So we will show their new things like increased number of session properties with some out-of-the-box properties to really use the segmentation on the user sessions for some standards which we can achieve over our new features.
But what we also will do is we will show you the big things we have done in 2019.
So because I think we have released over 50 blog posts only in my area, so I'm not sure
if everyone knows them.
So we will give you the demos on really the new features,
but also give a little bit an out-blink what is coming.
So for example, the focus we set.
So what we learned over the last two years is
that perhaps we need to rethink our JavaScript code
which runs into the web applications.
Because in the last months what we have seen is that more and more of our customers are going to
very modern web applications and we do not have the out-of-the-box visibility what we want to do.
So this is perhaps something we will address or what we want to address in 2020.
Very cool. Now I know there's a lot of other sessions in that track.
Also customers customers talking about
how they are using RAM, so I can encourage everyone to obviously check out the other
breakouts in the track as well.
Now, you mentioned one thing, I think you called them the properties, right?
The session properties.
That means for people that are not aware of this, this actually allows you to additionally
to capturing the end user in every every single action capture additional business context or maybe data from I don't know I think I
talked with with your colleague or our colleague Klaus earlier right capturing
data from other frameworks whether it's from Adobe or Google Analytics I'm sure
there's many other frameworks out there so we can enrich our data with this data
that gives us more business context and then we can obviously look at the data and data tracing can answer more business
relevant questions exactly so what the what it is really about is really on
segmentation it's enriching data with really application specific properties
this might be a member status but you can also think about using it for
performance analysis in order to do A-B testing. So perhaps if you have
your application running on two different technology stacks, what you
then can do is add for the new technology stack a specific property and
then of course look at each individual user action only for this technology
stack and compare it with
the old one.
Yeah, that's cool.
Or, you also said we have a lot of preview programs that we constantly push out there.
Preview, I'm sure our customers also use, let's say, feature flagging or, let's say,
canary deployment or an A-B test.
So you can really use Dynatrace RAM to segment what type of version is exposed to which user
and how does
that have an impact, positive or negatively, on the end user so they can learn and therefore
optimize the stuff that needs to be optimized.

Given data:
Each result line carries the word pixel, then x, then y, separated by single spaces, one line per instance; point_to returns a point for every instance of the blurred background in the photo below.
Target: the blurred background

Your goal: From the transcript on session properties, reproduce the passage starting with "Yeah, that's cool." and going on through "to be optimized.", word for word.

Exercise result:
Yeah, that's cool.
Or, you also said we have a lot of preview programs that we constantly push out there.
Preview, I'm sure our customers also use, let's say, feature flagging or, let's say,
canary deployment or an A-B test.
So you can really use Dynatrace RAM to segment what type of version is exposed to which user
and how does
that have an impact, positive or negatively, on the end user so they can learn and therefore
optimize the stuff that needs to be optimized.